> TASK ITEM
Beginning with the line that holds "Lane-count request: drop a dot on each instance of the camping" in the data below, give again every line through the one that holds "the red tarp", exactly as written.

[Referring expression data]
● ● ● ● ●
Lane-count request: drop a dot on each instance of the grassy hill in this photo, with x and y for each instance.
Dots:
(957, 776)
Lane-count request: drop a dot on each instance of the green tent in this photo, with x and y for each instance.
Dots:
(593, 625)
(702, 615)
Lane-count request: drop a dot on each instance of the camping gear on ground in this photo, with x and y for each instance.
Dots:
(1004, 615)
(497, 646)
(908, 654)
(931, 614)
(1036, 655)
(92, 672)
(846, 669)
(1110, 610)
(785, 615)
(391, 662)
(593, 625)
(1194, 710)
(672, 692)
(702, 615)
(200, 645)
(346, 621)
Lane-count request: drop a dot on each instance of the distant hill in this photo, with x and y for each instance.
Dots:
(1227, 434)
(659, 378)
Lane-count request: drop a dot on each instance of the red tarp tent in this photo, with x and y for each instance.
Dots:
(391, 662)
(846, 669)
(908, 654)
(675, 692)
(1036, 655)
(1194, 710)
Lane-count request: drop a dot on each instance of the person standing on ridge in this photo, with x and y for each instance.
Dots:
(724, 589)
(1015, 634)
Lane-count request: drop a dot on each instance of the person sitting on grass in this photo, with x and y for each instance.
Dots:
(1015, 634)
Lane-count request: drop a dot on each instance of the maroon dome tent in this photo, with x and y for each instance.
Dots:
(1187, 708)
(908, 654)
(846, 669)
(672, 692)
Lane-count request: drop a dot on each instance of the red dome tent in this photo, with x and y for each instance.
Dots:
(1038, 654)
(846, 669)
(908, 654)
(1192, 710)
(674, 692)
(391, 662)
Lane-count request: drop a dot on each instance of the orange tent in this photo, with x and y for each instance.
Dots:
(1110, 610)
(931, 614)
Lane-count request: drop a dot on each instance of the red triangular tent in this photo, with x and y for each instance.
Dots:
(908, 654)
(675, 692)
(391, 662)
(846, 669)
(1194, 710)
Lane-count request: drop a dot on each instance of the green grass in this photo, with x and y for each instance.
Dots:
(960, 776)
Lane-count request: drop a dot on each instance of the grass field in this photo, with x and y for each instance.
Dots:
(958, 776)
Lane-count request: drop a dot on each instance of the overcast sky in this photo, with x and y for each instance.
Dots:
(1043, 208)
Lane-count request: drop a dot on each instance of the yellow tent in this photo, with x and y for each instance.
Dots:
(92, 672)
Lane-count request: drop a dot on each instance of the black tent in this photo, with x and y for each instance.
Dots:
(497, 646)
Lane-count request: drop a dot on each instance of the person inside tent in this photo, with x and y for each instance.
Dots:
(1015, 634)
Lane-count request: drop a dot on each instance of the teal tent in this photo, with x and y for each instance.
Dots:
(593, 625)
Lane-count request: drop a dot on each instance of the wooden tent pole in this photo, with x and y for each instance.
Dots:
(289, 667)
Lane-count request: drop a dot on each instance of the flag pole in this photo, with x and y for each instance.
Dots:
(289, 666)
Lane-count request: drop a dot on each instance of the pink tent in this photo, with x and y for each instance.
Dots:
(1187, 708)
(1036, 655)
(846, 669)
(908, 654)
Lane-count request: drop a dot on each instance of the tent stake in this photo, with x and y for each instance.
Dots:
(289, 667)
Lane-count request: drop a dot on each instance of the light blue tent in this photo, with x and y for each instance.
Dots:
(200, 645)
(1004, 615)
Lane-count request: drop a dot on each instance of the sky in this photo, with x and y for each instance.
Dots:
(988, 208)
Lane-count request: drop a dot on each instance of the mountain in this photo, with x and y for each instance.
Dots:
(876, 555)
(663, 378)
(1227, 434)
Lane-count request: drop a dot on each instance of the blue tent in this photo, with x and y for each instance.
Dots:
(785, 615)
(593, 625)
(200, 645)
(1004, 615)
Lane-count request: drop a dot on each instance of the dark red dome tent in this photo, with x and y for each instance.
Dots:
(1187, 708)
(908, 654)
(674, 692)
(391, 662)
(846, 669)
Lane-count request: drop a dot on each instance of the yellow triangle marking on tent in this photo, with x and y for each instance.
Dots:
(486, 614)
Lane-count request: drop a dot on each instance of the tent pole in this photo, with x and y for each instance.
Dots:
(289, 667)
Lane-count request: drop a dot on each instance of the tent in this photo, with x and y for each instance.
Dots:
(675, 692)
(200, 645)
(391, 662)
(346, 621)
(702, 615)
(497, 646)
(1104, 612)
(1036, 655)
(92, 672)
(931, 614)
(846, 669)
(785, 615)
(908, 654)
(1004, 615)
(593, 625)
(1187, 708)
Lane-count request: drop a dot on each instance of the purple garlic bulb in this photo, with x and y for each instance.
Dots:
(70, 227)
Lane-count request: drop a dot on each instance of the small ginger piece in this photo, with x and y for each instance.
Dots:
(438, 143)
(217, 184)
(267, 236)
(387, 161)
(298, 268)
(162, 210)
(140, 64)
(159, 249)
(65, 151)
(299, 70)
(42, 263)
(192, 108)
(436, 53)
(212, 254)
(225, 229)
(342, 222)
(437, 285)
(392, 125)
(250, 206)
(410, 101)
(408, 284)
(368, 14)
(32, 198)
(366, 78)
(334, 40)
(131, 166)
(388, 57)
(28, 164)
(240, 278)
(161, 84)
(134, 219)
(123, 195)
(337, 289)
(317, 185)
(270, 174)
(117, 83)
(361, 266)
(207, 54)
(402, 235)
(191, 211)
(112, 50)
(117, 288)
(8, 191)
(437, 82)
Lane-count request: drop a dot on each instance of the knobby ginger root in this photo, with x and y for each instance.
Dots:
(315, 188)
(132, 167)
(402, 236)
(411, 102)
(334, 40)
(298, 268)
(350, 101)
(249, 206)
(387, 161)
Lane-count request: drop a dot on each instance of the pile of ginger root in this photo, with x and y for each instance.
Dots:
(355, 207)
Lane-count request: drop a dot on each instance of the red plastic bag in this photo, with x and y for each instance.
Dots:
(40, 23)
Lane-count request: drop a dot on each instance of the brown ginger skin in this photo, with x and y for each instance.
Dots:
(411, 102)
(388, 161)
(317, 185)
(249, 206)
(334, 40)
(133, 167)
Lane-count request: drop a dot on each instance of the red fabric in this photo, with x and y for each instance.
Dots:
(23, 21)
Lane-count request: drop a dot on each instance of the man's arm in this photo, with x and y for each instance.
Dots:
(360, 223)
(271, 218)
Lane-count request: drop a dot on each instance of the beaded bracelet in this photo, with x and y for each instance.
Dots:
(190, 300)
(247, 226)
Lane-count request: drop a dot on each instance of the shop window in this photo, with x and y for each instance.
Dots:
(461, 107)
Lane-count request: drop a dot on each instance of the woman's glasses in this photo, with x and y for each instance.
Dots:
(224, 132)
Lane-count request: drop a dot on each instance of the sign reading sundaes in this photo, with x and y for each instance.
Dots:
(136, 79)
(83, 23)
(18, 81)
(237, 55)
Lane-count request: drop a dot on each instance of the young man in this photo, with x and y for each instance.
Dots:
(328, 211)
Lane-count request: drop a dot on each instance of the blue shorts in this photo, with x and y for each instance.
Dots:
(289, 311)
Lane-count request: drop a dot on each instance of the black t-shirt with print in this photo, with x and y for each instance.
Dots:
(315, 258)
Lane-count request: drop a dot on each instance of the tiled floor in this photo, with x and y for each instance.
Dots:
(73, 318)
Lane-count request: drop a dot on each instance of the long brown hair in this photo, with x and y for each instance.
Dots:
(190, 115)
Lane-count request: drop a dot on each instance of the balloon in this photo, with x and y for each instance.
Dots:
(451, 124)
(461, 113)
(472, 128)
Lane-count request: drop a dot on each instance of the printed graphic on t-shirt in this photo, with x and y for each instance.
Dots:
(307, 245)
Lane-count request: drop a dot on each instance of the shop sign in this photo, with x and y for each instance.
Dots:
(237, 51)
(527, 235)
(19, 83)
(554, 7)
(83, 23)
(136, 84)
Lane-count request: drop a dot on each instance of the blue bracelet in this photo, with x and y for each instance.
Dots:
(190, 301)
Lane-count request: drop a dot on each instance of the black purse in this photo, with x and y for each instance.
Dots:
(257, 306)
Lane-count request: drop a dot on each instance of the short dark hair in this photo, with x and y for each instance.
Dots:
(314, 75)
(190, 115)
● ● ● ● ●
> COMPLETED EXERCISE
Lane-count request: drop a dot on each instance of the camping gear on ground in this photo, with x and y for each instance.
Dots:
(1004, 615)
(497, 646)
(908, 654)
(931, 614)
(1036, 655)
(92, 672)
(846, 669)
(1110, 610)
(785, 615)
(391, 662)
(593, 625)
(1194, 710)
(672, 692)
(702, 615)
(200, 645)
(346, 621)
Lane-count request: drop a dot on each instance of the distant hill in this photo, with x and y for each instance.
Dots:
(1227, 434)
(659, 378)
Lane-count request: drop a dot on each instance of the red tarp tent in this photo, with x and y for each instance.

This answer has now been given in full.